◆ Source excerpt
So that’s my rant on complexity and length. Next week, we’re going to talk more about primary and secondary skills in particular.
August 16, 2010 1 Comment
Deviance #9 – Skill Challenge Overview
I’m launching a short Aberrant Rules series this week about skill challenges. I have four major problems with the way skill challenges are generally written and run in most preset modules, so in true Ryven fashion, I’m going to break them up into four segments to be aired at the end of the next few podcasts. I’m briefly going to cover each point in today’s show and then go into more detail using some RPGA modules as examples in the weeks to come. So here we go.
Point 1 – Scene Resolution and Mismatching Complexity. A skill challenge is best used when the characters are trying to resolve an entire scene – that is, the result of the challenge, whether passed or failed, will move the party on to a new plot point. A skill challenge to convince some guards to let you through a door isn’t all that great. It’s a single task. Do some roleplay, make a single skill check and be done with it already. Now having a two-hour dinner with the king and trying to convince him of your point of view while simultaneously fending off the opposition and maintaining courtly demeanor? THAT’S a skill challenge! It’s also worth mentioning at this time that the numerical complexity of your skill challenge should match the in-game complexity of your challenge. My rule of thumb is one level of numerical complexity for each complication in your challenge concept. Thus “scale the wall” is at best a Complexity 1 skill challenge and should really be considered for a single roll as task resolution. “Scale the wall at night in under half an hour” now has two complications on it and is more worthy of a Complexity 3 challenge. Don’t require your PCs to have eight successes to chase the bad guy through an open field. Just do it in three or four rolls and get on.
Point 2 – Managing Expectations. This has been said a hundred thousand times before but it’s crazy important so I’ll say it again. Do your PCs need to pass this skill challenge to move the story forward? If so, your challenge is invalid. Rewrite your challenge or add complications such that failure doesn’t kill the plotline. You don’t want to back yourself or the PCs into a corner. Skill challenges are for side advantages or disadvantages surrounding the main story, not the main story itself. Furthermore, make sure your players don’t feel like there’s only one right way to complete the challenge. I think Bonus Tokens (shameless self-promotion!) are an excellent way to do this, but however you go about it, let your players know that any reasonable idea will be acknowledged.
Point 3 – Dead Skill Challenges. If your skill challenge is unresponsive, your characters will be unresponsive as well. Don’t be afraid to have the challenge “bite back,” forcing the characters to make rolls they weren’t planning on in the beginning. A monster that doesn’t hit you back would be really boring. In the same way, a challenge that doesn’t react to what the players are doing is essentially dead. Furthermore, if your PCs are solidly whooping the challenge, a few unforeseen and awkward skill checks can push the tension factor up and leads nicely into my fourth point which is…
Point 4 – Complications, Not Failures. This was mentioned a couple weeks ago when ‘Chatty DM’ Phil Menard was on the show – he calls it “Mouseguarding.” A failed skill check doesn’t have to mean ‘no action’ or ‘no interest.’ As a DM, you can only tell your players “you don’t (whatever)” for so long before it simply gets lame and frustrating. So say one of your PCs fails a climb check on a wall-climbing challenge. Rather than simply tell him (or her) that the character doesn’t climb the cliff, say “You get partway up but the effort is exhausting you. You’ll need to make an Endurance check to keep going or lose a healing surge or leave behind some gear or something.” As much as possible, give your players a secondary skill roll and/or a couple of roleplaying choices to deal with the effects of the failure. In this scenario, the Endurance check doesn’t count as a failure for the purposes of the challenge if they botch it – it only forces the character to take the roleplaying route.

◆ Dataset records

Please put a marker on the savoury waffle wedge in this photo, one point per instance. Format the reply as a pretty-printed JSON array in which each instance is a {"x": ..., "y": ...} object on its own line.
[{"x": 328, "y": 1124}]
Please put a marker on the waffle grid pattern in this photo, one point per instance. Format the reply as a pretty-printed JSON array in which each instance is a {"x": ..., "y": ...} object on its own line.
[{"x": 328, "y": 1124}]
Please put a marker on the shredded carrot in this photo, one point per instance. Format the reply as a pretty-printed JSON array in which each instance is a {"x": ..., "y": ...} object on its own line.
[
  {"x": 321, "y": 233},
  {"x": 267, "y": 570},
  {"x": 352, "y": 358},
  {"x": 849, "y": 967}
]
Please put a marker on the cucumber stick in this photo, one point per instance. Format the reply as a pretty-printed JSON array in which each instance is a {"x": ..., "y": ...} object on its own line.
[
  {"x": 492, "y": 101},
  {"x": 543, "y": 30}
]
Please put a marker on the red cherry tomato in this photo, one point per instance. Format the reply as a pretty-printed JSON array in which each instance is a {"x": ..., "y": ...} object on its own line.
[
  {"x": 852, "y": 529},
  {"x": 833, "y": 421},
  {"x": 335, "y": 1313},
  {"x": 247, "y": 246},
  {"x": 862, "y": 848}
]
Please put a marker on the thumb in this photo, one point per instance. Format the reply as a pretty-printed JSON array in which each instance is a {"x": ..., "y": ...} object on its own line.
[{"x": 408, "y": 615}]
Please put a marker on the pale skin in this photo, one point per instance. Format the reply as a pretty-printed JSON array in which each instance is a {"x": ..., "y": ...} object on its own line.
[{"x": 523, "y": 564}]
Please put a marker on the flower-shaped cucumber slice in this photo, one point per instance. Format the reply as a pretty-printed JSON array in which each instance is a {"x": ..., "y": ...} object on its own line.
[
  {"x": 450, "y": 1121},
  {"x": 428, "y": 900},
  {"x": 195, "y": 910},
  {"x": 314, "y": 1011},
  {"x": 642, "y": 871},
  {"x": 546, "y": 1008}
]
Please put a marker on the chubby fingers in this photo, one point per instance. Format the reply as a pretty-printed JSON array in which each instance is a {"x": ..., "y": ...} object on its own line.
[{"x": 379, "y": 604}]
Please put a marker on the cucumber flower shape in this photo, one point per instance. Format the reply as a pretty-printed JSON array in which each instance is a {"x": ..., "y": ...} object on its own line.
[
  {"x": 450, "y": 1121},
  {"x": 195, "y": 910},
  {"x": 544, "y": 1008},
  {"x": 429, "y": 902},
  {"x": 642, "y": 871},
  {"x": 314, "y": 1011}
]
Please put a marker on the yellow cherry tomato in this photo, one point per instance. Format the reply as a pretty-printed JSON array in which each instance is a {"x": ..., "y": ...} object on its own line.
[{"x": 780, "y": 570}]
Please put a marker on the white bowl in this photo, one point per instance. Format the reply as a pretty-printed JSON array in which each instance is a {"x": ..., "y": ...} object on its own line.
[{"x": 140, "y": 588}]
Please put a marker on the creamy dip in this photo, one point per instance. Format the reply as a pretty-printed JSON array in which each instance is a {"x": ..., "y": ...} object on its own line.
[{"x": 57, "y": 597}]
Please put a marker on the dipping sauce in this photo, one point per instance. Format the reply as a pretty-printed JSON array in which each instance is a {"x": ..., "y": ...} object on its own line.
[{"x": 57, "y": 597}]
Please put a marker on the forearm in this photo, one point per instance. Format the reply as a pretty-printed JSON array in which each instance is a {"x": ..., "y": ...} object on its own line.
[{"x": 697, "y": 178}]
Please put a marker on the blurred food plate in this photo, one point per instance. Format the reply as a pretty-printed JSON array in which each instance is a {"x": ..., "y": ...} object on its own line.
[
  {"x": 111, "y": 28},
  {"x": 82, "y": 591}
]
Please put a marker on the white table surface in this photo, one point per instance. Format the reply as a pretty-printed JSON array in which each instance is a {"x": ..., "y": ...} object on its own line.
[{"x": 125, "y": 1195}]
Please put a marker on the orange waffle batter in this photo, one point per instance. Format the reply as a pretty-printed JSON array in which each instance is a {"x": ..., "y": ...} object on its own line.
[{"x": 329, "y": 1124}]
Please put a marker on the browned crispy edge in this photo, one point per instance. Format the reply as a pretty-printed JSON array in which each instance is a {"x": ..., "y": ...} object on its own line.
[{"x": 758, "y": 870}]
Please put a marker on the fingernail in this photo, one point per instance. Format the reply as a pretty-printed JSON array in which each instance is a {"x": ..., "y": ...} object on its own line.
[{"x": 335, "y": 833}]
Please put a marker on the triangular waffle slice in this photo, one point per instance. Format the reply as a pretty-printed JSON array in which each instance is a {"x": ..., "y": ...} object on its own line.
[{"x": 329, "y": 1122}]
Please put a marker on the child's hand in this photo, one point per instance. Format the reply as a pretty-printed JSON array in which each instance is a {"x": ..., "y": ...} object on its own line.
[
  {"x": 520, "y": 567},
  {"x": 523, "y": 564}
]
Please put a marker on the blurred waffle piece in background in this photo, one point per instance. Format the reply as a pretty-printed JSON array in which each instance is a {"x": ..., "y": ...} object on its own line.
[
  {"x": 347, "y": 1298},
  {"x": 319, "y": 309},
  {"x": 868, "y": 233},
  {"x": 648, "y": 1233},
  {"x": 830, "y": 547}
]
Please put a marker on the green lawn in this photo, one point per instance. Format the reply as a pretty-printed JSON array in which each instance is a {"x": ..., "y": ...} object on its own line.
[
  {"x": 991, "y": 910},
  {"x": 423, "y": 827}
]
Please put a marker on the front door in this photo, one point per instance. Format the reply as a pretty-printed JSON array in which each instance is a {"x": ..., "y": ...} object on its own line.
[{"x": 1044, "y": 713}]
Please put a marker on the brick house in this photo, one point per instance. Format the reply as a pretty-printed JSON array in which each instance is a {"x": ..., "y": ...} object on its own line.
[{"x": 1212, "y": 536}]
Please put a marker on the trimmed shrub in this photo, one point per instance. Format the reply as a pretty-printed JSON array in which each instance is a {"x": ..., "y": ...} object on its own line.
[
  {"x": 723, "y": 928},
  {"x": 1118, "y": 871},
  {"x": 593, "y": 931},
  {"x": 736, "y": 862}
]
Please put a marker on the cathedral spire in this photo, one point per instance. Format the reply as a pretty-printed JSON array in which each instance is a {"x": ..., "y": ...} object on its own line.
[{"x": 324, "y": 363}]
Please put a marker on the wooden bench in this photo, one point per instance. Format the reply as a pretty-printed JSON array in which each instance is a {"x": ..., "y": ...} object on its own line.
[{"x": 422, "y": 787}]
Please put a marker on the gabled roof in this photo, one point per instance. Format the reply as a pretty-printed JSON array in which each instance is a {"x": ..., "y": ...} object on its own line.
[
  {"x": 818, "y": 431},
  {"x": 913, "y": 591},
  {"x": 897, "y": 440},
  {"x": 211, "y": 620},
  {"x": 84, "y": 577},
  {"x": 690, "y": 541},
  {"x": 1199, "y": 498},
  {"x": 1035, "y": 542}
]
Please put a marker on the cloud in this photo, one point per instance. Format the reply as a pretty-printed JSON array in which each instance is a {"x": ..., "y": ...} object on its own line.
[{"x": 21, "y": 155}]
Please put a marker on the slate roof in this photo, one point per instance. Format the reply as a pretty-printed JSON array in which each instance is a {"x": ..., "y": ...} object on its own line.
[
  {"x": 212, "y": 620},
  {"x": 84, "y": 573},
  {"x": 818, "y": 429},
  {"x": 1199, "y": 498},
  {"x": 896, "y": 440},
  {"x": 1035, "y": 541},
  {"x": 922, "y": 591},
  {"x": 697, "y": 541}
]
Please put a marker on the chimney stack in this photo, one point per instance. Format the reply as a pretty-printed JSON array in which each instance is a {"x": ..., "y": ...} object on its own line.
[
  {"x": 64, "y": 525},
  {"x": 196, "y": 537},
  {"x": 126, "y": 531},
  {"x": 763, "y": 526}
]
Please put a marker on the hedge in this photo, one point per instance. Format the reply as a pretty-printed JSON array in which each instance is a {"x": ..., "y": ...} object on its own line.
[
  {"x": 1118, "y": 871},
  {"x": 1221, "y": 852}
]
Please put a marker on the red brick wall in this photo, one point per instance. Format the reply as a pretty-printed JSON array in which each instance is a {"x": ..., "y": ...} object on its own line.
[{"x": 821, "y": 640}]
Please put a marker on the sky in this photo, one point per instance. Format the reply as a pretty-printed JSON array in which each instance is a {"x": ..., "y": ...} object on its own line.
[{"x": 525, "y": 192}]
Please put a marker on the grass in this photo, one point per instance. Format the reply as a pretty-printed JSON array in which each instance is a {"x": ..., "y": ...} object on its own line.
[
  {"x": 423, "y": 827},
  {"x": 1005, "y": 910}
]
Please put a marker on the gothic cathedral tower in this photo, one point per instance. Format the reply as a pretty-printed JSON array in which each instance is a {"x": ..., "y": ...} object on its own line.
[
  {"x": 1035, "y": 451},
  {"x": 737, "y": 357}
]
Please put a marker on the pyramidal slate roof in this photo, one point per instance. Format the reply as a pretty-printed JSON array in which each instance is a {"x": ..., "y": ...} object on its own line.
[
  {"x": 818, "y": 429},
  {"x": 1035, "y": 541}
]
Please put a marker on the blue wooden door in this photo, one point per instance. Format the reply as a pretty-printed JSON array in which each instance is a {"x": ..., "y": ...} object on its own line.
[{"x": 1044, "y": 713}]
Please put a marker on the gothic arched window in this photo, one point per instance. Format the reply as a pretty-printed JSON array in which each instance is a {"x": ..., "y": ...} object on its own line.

◆ Work instructions
In the skill challenge text, what rule of thumb is given for setting a challenge's numerical complexity?

◆ Correct result
One level of numerical complexity for each complication in the challenge concept.